_Teks:_
——————————
Rabu, 29 Desember 2010

'Dalam Mihrab Cinta': 57 Tangisan dalam Satu Setengah Jam

Apabila Festival Film Indonesia memiliki kategori penghargaan untuk film dengan adegan tangisan paling banyak, mungkin film ini juaranya. Film 'Dalam Mihrab Cinta' disutradarai oleh Habiburrahman El Shirazy, seorang penulis sukses yang karyanya, 'Ketika Cinta Bertasbih' menjadi satu-satunya film dengan setting Mesir asli –yang lainnya palsu. Sebagai film drama relijius, film ini mengetengahkan cerita pertobatan atau keinsyafan yang dipenuhi adegan mengharu-biru sehingga setiap sepuluh menit sekali karakter-karakter dalam film ini menangis –dengan berbagai sebab.

Tangisan pertama datang dari seorang gadis berjilbab bernama Zizi –entah mengapa setiap gadis berjilbab dalam film Indonesia selalu suka menangis. Tangisan kedua datang dari Syamsul Hadi, protagonis film ini, yang dipukuli teman-teman pesantrennya karena dianggap mencuri. Tangisan ketiga berasal dari ibu Syamsul dan Nadia, adik Syamsul yang mengetahui Syamsul ‘mencuri’ di pesantren. Tangisan keempat dan selanjutnya tentu saja melibatkan Syamsul dan para perempuan muslim yang dalam film ini cukup mendapat tempat dominan.

Namun,  adegan tangis-menangis dan pertobatan tidaklah sah tanpa sebuah cerita yang memungkinkan kemungkaran didefinisikan, dan amar ma'ruf ditegakkan. Syamsul (Dude Harlino) pemuda 20 tahunan yang berasal dari Pekalongan pergi menuntut ilmu di pesantren Al Furqon di Kediri. Dalam perjalanan, ia menolong seorang gadis berjilbab bernama Zizi dari usaha perampasan. Zizi adalah putri pemilik pesantren tempat Syamsul belajar. Ironisnya, di pesantren Al Furqon, Syamsul terusir karena dituduh mencuri akibat fitnah sahabatnya sendiri, Burhan.

Orang tua Syamsul kecewa. Ia pun dianiaya oleh kakak dan ayahnya sendiri. Karena keluarganya tak lagi percaya, Syamsul pun kabur dari rumah dan menjadi pencopet. Dalam sebuah aksinya, secara tak sengaja ia mencopet seorang gadis solehah bernama Sylvie, yang kebetulan pacar Burhan. Padahal, Burhan juga mengincar Zizi.  Dengan motivasi untuk membalas dendam pada Burhan, Syamsul berusaha menemukan Sylvie. Namun berkat berbagai peristiwa dan terutama berkat hidayah Allah, Syamsul akhirnya bertobat dan berubah menjadi ustad yang sangat terkenal.

Seperti narasi film-film pertobatan/keinsyafan pada umumnya, tentu saja Burhan sang penjahat bengis akan dihukum seberat-beratnya. Tapi, cerita belum berakhir karena Syamsul harus memilih dua perempuan solehah yang sama-sama menginginkannya. Sylvie yang mencampakkan Burhan dalam sebuah adegan yang akan cukup membuat marah para aktivis perempuan, berbalik membenci Burhan dan memilih Syamsul. Zizi yang selalu bersama keluarga Syamsul diam-diam jatuh cinta pada Syamsul. Alhamdulillah, Syamsul mendapatkan jalan untuk menghindari kemungkaran poligami. Pesan akhir film ini adalah jangan menelepon sambil menyetir kalau Anda tidak mau mati sia-sia.
——————————
_Data Tersedia:_
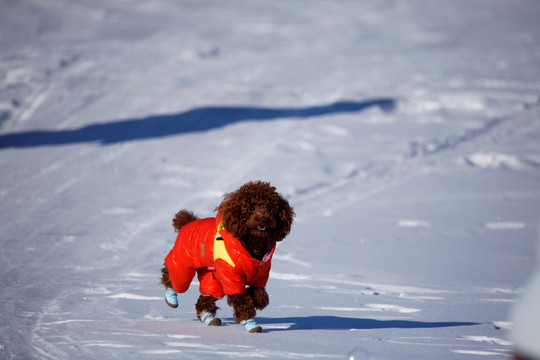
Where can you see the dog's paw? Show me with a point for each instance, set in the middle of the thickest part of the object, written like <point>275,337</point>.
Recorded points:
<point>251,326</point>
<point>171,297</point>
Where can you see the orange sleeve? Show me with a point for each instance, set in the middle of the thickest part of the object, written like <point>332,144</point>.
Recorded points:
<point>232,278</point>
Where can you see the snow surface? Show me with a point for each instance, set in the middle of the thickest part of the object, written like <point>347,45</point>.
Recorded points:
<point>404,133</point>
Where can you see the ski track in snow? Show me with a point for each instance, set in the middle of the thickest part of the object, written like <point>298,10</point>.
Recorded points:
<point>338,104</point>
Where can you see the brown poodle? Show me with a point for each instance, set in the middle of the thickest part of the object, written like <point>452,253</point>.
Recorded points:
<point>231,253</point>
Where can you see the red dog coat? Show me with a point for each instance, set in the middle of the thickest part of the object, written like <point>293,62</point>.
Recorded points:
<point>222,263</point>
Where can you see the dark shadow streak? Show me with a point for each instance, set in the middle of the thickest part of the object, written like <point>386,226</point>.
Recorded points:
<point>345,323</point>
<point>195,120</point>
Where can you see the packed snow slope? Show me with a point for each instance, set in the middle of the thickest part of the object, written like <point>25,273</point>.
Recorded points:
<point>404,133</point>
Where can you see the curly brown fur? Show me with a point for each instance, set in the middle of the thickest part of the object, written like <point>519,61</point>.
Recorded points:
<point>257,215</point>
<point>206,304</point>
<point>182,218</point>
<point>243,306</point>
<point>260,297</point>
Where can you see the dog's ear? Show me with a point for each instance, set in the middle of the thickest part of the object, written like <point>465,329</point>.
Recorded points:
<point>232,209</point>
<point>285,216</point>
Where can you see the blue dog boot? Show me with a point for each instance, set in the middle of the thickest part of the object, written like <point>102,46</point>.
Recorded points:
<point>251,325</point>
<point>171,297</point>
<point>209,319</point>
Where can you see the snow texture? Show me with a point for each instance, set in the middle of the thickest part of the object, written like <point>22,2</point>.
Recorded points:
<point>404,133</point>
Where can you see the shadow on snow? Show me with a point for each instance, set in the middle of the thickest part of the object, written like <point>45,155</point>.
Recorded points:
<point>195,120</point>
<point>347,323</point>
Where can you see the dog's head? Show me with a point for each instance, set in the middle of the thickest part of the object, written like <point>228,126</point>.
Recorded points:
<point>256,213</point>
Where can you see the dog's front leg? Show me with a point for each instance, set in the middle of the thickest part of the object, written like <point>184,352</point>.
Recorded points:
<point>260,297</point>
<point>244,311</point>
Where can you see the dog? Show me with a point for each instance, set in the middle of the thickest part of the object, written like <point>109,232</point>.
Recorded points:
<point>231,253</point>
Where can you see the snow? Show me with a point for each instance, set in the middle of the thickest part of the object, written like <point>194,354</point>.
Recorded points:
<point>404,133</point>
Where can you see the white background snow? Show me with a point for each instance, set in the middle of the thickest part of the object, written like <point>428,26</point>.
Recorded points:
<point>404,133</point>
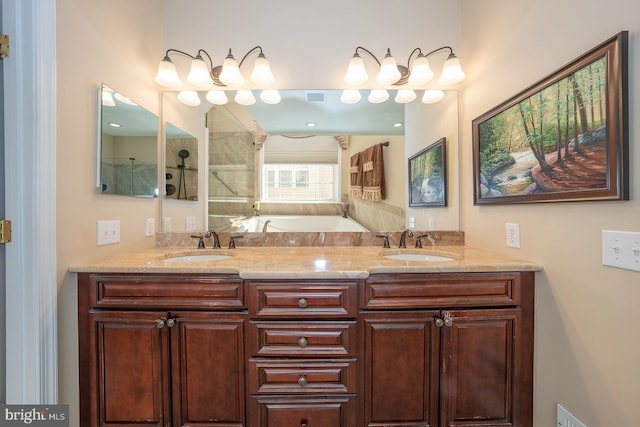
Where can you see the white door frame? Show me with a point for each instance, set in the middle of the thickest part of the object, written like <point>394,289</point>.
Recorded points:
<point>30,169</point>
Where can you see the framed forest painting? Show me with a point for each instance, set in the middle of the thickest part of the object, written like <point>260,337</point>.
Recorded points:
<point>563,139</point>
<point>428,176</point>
——————————
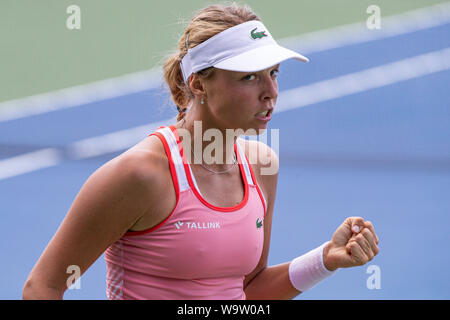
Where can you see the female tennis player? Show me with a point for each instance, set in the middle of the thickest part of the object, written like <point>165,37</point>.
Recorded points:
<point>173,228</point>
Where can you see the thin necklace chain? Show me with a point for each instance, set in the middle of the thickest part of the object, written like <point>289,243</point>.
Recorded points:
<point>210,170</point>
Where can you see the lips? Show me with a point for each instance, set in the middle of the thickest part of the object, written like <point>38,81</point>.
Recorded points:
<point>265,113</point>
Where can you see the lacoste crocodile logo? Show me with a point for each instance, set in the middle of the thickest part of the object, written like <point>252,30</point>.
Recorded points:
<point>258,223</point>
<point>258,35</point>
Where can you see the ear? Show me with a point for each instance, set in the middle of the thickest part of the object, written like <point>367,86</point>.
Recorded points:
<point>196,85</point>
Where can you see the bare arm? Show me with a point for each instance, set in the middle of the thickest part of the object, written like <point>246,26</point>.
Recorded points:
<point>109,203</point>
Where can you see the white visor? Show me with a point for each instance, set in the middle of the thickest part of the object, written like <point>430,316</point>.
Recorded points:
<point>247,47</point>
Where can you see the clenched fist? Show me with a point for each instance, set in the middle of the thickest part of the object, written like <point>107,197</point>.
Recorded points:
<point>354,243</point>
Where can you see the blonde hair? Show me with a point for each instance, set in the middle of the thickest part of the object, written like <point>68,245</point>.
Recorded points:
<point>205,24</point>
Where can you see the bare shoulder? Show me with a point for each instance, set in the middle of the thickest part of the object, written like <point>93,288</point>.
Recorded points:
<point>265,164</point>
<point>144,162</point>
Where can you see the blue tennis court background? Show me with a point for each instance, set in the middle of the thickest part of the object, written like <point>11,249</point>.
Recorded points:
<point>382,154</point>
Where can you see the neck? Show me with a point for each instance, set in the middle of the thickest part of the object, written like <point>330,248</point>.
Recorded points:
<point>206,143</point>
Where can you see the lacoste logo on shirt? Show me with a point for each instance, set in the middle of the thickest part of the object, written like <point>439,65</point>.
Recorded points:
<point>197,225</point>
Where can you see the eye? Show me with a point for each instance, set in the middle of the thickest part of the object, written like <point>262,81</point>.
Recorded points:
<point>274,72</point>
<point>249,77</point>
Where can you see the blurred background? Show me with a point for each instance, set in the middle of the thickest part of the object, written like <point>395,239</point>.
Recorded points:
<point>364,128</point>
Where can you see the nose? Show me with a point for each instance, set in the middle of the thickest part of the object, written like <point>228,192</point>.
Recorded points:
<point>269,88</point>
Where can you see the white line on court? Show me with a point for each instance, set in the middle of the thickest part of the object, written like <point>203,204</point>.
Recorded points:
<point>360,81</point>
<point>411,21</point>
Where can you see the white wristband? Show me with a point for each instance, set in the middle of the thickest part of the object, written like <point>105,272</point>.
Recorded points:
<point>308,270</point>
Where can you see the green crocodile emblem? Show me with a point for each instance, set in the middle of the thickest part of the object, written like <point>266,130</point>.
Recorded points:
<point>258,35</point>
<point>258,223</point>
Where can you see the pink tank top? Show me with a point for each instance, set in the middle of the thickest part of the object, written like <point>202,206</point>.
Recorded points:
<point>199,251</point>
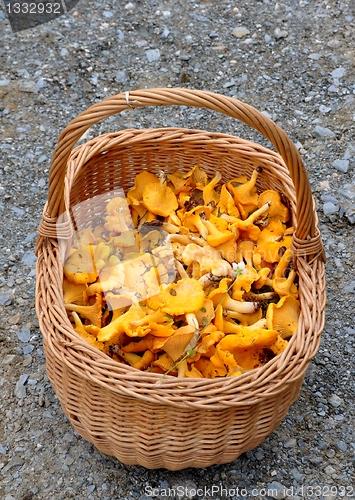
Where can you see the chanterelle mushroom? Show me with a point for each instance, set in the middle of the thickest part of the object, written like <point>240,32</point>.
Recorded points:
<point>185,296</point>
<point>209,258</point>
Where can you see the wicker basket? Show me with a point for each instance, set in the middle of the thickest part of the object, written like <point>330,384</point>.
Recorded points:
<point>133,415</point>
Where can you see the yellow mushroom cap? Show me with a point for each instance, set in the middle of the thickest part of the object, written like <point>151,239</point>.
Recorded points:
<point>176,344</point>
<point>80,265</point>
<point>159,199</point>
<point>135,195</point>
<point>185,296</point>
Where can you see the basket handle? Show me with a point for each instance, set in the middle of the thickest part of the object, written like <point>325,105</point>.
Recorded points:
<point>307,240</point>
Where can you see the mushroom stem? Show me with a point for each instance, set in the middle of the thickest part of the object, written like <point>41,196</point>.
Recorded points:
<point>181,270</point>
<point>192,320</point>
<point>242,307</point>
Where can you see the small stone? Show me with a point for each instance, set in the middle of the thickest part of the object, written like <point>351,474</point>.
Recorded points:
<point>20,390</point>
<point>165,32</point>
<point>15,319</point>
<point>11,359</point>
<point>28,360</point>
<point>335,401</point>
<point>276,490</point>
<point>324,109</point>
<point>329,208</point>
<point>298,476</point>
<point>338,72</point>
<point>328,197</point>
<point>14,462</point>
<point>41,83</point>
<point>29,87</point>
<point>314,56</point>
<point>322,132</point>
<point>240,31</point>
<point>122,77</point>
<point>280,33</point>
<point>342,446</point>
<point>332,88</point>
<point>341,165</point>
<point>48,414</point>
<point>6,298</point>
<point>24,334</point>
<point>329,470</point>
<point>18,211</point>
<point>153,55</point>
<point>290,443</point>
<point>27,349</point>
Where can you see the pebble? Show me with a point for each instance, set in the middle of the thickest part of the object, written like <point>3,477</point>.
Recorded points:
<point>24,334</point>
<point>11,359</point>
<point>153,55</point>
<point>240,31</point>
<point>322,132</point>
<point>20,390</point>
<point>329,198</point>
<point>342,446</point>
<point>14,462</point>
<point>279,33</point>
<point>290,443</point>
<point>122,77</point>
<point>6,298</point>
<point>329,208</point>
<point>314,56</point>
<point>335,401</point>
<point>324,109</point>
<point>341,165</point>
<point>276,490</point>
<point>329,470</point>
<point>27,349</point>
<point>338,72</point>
——————————
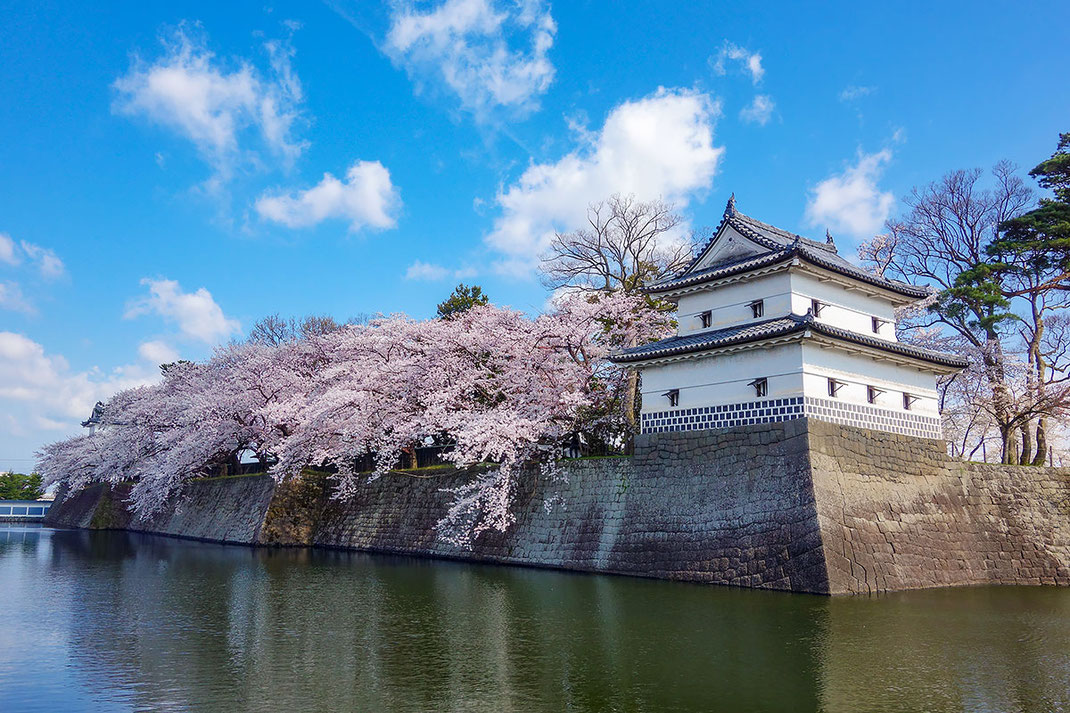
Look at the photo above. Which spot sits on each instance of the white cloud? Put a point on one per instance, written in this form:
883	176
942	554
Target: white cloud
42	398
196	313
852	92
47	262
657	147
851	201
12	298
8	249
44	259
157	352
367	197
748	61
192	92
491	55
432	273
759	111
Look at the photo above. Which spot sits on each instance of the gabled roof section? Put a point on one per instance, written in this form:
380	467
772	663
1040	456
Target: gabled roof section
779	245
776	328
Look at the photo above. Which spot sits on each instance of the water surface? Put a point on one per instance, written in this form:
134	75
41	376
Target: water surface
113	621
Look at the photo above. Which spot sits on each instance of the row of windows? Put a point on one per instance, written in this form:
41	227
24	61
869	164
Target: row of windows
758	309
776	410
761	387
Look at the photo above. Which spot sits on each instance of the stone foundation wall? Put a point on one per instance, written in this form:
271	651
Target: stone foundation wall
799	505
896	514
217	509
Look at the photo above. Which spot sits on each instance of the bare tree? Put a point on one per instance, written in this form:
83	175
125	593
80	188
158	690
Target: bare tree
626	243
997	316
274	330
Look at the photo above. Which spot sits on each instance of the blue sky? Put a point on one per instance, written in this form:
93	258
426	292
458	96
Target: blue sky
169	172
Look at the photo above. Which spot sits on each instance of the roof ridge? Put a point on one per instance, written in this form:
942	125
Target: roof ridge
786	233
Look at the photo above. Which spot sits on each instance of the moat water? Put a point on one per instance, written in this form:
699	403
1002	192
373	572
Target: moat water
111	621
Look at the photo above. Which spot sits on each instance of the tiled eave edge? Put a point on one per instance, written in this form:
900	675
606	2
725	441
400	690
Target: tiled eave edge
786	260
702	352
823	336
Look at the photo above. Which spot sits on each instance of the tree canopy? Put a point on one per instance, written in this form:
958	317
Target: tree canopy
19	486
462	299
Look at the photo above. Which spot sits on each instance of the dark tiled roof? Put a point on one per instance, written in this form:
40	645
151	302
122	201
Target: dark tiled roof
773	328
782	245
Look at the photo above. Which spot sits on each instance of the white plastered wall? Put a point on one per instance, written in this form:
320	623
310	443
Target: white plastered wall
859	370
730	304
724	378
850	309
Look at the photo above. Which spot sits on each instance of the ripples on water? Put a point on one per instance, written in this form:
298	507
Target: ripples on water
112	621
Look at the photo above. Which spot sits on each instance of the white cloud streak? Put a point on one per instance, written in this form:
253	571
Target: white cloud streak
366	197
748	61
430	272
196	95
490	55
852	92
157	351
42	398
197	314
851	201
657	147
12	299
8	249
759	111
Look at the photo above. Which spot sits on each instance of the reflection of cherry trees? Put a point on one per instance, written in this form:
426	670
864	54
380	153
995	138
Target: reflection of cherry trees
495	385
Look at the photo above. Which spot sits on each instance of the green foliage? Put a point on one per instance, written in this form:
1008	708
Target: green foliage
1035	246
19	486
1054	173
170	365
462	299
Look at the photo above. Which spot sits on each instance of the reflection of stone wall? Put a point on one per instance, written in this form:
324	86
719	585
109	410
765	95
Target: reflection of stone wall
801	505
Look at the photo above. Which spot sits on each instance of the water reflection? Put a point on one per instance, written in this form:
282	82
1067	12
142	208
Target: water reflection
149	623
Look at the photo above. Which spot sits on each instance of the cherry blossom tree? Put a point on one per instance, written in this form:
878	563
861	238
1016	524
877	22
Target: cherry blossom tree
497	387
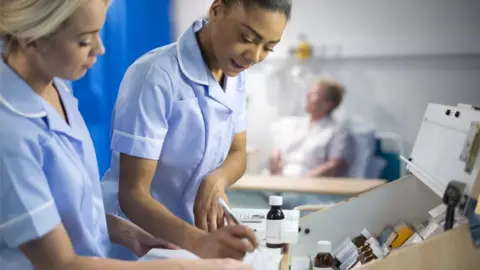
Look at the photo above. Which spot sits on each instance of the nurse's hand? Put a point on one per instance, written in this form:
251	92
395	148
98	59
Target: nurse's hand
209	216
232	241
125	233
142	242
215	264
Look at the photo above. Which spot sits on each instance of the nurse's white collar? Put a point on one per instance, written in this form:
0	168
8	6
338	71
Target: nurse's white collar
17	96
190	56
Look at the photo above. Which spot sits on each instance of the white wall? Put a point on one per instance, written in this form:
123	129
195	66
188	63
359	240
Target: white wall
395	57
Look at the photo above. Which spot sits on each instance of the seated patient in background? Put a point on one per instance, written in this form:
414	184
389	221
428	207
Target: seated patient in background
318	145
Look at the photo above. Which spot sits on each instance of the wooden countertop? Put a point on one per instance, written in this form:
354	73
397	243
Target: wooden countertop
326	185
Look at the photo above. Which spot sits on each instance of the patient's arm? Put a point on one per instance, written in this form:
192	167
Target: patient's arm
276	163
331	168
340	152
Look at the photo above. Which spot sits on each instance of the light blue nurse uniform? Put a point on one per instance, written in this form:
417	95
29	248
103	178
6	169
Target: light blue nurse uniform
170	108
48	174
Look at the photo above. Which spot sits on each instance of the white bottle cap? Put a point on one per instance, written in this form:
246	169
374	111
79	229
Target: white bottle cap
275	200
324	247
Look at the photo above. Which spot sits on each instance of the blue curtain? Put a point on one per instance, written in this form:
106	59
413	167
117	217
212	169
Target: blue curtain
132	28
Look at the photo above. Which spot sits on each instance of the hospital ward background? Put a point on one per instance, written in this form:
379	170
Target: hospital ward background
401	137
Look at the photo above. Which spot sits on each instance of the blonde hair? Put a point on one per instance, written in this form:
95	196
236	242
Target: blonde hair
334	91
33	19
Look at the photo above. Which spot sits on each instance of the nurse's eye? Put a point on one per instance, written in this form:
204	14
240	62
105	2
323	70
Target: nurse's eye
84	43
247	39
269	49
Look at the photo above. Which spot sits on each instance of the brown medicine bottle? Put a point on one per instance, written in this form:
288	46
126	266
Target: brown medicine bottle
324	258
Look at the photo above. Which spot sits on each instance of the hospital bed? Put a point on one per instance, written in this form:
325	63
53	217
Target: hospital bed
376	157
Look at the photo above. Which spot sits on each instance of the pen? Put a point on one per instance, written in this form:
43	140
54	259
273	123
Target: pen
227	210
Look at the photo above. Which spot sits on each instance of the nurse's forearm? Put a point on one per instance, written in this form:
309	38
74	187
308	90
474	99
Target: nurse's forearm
——————————
_Soal Latihan:_
**a.** Ambil setiap baris entri yang memuat kata "eave", dengan memperhatikan perbedaan huruf besar dan kecil.
**b.** Teruskan ulasan film 'Dalam Mihrab Cinta' setelah kalimat terakhirnya.
Entri-entri di atas sama sekali tidak berkaitan dengan ulasan film tersebut.

_Jawaban:_
**a.**
Look at the photo above. Which spot sits on each instance of the tiled eave edge? Put a point on one per instance, written in this form:
Target: tiled eave edge

**b.**
Dibandingkan film-film horor dan seksploitasi yang menutup 2010 ini, 'Dalam Mihrab Cinta' bisa dibilang masih sedikit lebih baik meskipun jalinan cerita dan terutama akting para pemain akan selalu mengingatkan kita pada drama-drama relijius di televisi. Penempatan Dude Harlino dan Asmirandah –keduanya pemain sinetron- semakin menguatkan kesan ini, selain karena terdapatnya banyak adegan monolog yang menjadi piranti estetik utama sinetron-sinetron masa kini. Tapi, apa makna membanjirnya film-film dengan pesan menggurui dan Islami seperti ini? Apakah film (dan pembuat film) ini berusaha menyajikan gambaran Islam yang berbeda dari film-film sejenis? Apakah film-film ini berkehendak untuk menjadi alat dakwah bagi orang Indonesia yang nyata-nyata sudah Islam? Ataukah ini hanya trik lama Sinemart yang merasa berhasil dengan film macam 'Ketika Cinta Bertasbih'?

Saya baru pulang dari sebuah negeri di jazirah Arab untuk melihat film-film berhasa Arab. Tak satu pun dari film-film yang saya tonton mengetengahkan dialog karakter yang didahului dengan kata-kata “Insya Allah”, “Subhanallah”, atau pun kata-kata yang dianggap Islam lainnya. Tak satu pun saya lihat adegan orang salat. Tak juga, narasi pertobatan/keinsyafan menjadi tema cerita. Kalau seperti ini, mana yang lebih Islam, yang lebih Arab --negeri-negeri yang benar-benar berada di jazirah Arab atau Indonesia?

Veronika Kusumaryati, belajar di Departemen Kajian Film Fakultas Film dan Televisi Institut Kesenian Jakarta. Ia salah seorang pendiri Klub Kajian Film IKJ. Kini bekerja sebagai kurator film. (mmu/mmu)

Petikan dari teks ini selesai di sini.